We also talk about the benefits of biometric scanners for access control systems and their role in ensuring a due standard of security given today’s realities. Furthermore, we discuss vulnerabilities in a biometric scanner from a major global vendor that we found while analyzing its level of security. The article will prove useful for both security researchers and architects.
We have notified the vendor about all the vulnerabilities and security issues we found. A CVE entry has been registered for each of the vulnerability types: CVE-2023-3938, CVE-2023-3939, CVE-2023-3940, CVE-2023-3941, CVE-2023-3942, CVE-2023-3943.
A brief overview of biometric terminals
In a security context, biometric terminals are used for personal identification. They rely on the analysis of unique human physical characteristics, such as fingerprints, voice, facial features, or the iris.
Importantly, though, a biometric terminal is somewhat different from a regular scanner. First, it can both acquire biometric data and validate it. Second, terminals can be connected to other scanners, such as electronic pass readers, or support other authentication methods using built-in hardware.
Their main purpose is to control access to an area or site. As such, they can be used for restricting access to premises that house confidential data, such as a server room or executive office, or to control access to hazardous facilities, such as a nuclear power or chemical plant.
Another application is recording employees’ work hours to improve productivity and reduce the likelihood of successful fraud.
In terms of security, biometric terminals can be said to offer the following benefits:
These devices are not without their downsides, though.
Biometric terminals are quite an intriguing target for a pentester. Vulnerabilities in these devices, positioned at the nexus of the physical and network perimeters, pose risks that can be considered when analyzing the security of both these perimeters.
Some of the goals that can be achieved in terms of offensive security are:
- Authentication bypass and physical access violation
- Biometric data leak
- Gaining network access to a device and exploiting that to further develop the attack
Now that we have defined the biometric terminal, its applications, benefits and downsides, and security analysis objectives associated with it, we can move on to analyzing a specific device.
A brief overview of the device in question.
The device under review is a hybrid biometric terminal made by ZkTeco. It may come under various names depending on the distributor. You can see its external appearance in the photograph below.
The device has several physical interfaces, supporting four authentication methods: biometric (facial recognition), password, electronic pass, and QR code.
The following physical interfaces are present:
- RJ45;
- RS232;
- RS485 (unused);
- Wiegand In/Out.
A regular (non-privileged) user has few options in terms of interacting with the device: they can only tap one of the two on-screen buttons that you can see in the photograph below.
Tapping a button brings up a prompt for PIN, which is the user’s unique ID in our case.
If a valid (existing) ID is entered, the screen displays available user-specific authentication options. The example shows a user with the ID 1 and two authentication methods: biometrics and password.
That is the extent of what a non-administrator or unauthenticated user can do with the terminal.
The options available to an administrator are more interesting. With administrator privileges, we can control nearly all of the device settings. The image below shows the maximum-access menu.

* [Material shown]
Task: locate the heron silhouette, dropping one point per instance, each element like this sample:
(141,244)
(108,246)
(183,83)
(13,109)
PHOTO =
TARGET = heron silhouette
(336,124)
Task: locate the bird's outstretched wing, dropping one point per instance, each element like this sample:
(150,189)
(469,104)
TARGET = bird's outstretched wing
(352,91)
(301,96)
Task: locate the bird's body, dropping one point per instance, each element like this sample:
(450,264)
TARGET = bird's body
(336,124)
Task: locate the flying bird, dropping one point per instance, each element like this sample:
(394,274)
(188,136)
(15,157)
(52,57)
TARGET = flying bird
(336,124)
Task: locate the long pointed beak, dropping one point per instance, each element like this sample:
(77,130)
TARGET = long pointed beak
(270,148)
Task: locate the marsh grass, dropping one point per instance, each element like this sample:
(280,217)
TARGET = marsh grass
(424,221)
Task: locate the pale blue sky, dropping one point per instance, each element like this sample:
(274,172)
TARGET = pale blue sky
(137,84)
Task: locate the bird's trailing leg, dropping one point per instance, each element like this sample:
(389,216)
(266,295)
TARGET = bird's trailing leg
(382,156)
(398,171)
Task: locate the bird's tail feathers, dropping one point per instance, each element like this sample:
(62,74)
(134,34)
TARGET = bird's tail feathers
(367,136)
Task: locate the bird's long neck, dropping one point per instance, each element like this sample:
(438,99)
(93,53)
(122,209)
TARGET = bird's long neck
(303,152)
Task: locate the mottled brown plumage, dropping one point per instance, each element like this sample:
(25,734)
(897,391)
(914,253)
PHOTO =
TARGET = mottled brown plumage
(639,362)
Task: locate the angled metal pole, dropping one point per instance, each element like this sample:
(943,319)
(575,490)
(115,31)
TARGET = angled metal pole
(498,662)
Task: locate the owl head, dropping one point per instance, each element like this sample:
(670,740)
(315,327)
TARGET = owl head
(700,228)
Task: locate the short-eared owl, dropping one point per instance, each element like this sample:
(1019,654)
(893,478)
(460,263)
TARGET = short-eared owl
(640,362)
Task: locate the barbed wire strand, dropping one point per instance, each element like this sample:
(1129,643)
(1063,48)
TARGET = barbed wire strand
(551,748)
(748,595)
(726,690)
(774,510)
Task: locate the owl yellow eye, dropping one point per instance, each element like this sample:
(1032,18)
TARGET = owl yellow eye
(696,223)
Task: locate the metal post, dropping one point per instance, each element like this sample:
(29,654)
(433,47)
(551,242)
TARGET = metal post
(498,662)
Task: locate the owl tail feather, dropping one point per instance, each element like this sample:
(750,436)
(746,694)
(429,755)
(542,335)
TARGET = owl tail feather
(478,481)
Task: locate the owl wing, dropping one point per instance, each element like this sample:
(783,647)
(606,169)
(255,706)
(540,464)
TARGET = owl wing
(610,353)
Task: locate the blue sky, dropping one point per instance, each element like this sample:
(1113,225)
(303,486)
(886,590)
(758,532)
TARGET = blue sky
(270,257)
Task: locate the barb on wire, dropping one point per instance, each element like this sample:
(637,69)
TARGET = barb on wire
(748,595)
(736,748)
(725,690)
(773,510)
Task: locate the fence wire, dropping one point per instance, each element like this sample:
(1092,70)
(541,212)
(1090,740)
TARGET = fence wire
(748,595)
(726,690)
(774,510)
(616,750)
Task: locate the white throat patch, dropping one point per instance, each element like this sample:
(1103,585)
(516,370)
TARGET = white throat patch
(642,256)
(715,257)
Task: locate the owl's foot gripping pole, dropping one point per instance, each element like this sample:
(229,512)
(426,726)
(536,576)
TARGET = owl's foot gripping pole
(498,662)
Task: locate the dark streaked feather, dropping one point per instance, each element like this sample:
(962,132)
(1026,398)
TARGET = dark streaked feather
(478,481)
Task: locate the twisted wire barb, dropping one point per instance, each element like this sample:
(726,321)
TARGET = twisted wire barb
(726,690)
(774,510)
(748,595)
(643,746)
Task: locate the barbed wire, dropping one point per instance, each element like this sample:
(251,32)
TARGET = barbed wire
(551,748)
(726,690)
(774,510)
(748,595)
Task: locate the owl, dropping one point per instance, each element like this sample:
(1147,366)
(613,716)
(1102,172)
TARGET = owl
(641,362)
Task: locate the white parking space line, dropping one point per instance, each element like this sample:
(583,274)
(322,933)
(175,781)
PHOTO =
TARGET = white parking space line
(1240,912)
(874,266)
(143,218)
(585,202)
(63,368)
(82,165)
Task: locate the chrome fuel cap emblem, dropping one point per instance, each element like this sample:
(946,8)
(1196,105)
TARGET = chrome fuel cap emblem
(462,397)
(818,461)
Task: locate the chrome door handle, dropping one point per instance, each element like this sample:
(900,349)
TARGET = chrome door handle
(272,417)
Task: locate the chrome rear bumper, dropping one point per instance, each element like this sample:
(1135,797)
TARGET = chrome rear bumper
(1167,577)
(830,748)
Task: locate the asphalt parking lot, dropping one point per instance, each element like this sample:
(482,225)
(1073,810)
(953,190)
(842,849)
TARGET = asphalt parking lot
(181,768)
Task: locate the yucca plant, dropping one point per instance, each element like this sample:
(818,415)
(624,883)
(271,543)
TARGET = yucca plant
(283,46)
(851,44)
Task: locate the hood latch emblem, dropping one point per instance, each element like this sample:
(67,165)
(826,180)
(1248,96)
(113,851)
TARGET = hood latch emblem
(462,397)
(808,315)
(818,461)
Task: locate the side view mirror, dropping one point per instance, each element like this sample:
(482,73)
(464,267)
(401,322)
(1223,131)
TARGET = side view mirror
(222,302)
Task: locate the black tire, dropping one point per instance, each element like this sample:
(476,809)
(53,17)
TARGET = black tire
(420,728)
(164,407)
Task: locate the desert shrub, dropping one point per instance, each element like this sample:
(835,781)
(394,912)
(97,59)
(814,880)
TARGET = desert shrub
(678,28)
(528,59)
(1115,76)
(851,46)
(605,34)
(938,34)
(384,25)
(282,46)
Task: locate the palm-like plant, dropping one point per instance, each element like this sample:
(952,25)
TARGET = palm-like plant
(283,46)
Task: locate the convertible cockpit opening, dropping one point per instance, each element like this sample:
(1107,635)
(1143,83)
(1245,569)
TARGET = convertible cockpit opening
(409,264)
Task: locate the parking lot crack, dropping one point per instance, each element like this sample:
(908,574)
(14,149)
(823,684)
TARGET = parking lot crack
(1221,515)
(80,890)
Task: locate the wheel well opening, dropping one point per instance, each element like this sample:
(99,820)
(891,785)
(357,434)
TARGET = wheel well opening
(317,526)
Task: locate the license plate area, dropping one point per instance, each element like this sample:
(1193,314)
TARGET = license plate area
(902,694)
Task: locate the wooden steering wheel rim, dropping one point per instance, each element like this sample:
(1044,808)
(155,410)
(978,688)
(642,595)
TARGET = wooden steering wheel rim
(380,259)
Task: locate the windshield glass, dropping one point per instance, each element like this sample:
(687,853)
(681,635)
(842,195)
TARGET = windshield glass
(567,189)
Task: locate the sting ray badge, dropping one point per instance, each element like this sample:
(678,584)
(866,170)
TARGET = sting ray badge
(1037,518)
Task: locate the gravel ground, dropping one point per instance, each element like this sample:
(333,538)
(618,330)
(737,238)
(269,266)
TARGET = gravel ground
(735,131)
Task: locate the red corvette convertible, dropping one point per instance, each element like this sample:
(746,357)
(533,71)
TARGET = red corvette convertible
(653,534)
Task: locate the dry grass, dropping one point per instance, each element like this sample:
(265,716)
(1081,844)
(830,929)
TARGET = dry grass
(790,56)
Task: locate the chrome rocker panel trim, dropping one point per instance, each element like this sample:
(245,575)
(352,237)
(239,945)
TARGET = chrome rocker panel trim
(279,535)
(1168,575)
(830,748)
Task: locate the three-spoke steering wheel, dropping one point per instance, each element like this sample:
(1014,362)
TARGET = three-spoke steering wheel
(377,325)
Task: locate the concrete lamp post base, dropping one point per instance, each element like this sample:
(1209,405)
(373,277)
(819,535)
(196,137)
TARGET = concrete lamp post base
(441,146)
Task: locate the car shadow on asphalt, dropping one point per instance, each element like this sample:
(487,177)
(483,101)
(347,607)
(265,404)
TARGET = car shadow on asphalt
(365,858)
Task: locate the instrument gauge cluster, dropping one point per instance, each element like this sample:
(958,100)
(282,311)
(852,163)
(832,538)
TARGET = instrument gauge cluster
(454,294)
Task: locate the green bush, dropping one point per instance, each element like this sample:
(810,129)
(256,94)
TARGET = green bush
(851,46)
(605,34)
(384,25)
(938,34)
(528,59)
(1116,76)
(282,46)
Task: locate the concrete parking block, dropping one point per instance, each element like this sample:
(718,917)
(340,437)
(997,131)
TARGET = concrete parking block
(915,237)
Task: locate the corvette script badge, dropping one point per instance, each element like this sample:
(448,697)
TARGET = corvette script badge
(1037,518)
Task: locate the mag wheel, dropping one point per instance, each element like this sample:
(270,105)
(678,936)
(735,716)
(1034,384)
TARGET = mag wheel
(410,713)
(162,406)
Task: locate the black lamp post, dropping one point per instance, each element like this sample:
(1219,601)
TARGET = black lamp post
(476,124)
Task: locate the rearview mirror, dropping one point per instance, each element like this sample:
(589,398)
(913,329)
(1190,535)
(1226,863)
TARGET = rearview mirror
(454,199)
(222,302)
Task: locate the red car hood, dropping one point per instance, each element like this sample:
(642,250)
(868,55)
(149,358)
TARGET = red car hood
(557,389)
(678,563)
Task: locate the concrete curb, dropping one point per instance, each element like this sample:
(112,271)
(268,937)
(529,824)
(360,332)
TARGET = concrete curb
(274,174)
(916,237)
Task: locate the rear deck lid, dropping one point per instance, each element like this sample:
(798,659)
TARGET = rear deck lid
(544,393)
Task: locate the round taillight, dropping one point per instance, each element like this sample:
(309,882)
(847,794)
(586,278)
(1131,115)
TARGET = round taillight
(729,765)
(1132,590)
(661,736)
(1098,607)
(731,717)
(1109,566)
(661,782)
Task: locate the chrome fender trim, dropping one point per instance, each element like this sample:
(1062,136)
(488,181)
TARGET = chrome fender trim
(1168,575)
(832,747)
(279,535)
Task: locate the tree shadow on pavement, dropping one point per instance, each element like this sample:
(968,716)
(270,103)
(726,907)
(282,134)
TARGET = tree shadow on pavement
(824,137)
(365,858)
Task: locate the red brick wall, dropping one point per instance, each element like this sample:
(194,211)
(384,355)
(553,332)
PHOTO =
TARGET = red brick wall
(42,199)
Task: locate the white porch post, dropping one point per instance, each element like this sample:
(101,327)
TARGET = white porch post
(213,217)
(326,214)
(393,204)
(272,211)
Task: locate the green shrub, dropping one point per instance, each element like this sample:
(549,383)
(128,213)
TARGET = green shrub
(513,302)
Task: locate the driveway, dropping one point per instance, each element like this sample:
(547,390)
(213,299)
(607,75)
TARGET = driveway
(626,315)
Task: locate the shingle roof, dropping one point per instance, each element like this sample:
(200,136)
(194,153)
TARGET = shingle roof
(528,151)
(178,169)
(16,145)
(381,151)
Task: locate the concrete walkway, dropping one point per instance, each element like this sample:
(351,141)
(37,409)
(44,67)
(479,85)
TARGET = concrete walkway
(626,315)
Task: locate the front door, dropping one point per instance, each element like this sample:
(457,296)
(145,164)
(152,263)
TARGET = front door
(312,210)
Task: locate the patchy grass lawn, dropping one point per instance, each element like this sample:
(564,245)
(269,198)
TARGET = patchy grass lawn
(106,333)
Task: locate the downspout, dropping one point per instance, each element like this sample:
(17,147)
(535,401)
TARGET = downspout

* [Do this]
Extend the article on biometric terminals, picking up right after its final sentence.

* [Response to this exercise]
The administrator menu can be used to add new users, manage their levels of access, and change the network and facial scanner settings. As you will see below, administrator access allows for achieving all of the security analysis objectives listed in the previous section. Getting that level of access requires passing authentication as an administrator.
Black box analysis
Circuit analysis
Our engineering analysis will begin with black box analysis, and namely, circuit analysis. The photograph below shows the circuit board with the following components that we are interested in.
You may notice that the circuit board has many test points. That said, we are only interested in the ones marked with the number 4, as those are the location of a universal asynchronous receiver-transmitter (UART) that we can use to communicate with the device. The flash memory, marked with the number 3, is of interest as well, as it holds the entire firmware in unencrypted form.
To check that we had recognized the UART correctly, we used an oscilloscope to connect to what we had identified as the TX port through which the device sends data externally.
After calculating the UART data rate and setting the oscilloscope to that value, we saw that this was indeed a UART, and the device was sending a boot log through it.
Next, we connected to the UART using a PC, which helped us to view the full boot log and identify the bootloader as U-Boot.
The bootloader configuration prevents any attempts at interrupting startup (bootdelay = -2) or interacting with it in any other way. However, having waited some time after the device booted up, we found that the UART switched to a different baud (bits per second) rate of 115,200 from 57,600 as the device began to send uniform packets, which suggested the use of an unknown protocol.
Every packet began with a 0x53 0x53 byte, and the fifth byte was always identical to the final one. An online search for these two brought up nothing. Sending similarly formatted packets to the device yielded nothing, either.
Network analysis
Another type of black box analysis is scanning network ports. We can use Nmap, a publicly available network scanner utility, to see which ports are open, and try to identify the services running on these and their versions. The screenshot below shows the TCP ports open on the biometric terminal.
You may notice that the device supports SSH on a non-standard port. In theory, we could connect to that if we get hold of the right credentials. We could potentially extract those from the firmware by using a dictionary attack or brute-forcing the password hash.
Besides, there were two services that could not be identified automatically. The service running on port 6668/TCP was Tuya Server, but we could not find out its purpose. The service running on port 4370/TCP was more interesting as it used the vendor’s proprietary protocol supported by many of its devices. After searching the web for the protocol, we found that there was documentation available, making our analysis much easier.
Camera and QR code scanner analysis
Our overview of the device mentions that it supports QR code authentication. We decided to see what happened if a code we presented to the device contained invalid data that could disrupt the processing logic. We were able to achieve a result by making the device scan a QR code that contained malicious SQL code.
A basic SQL injection resulted in the device recognizing us as a valid user.
We further noticed that making the device scan a QR code containing 1 KB of data or more caused it to go into an emergency reboot, which suggested that some of its components had experienced overflow. More on this in the reverse engineering and firmware analysis section.
Getting and unpacking the firmware
The vendor’s website will not let just anyone download the latest version of the firmware. You can download a PDF file containing the update algorithm, but it is protected with a password that we could not find on any public websites.
Therefore, we had two options for obtaining the firmware: removing the flash memory and dumping it with a programmer, or trying to find a copy on the web.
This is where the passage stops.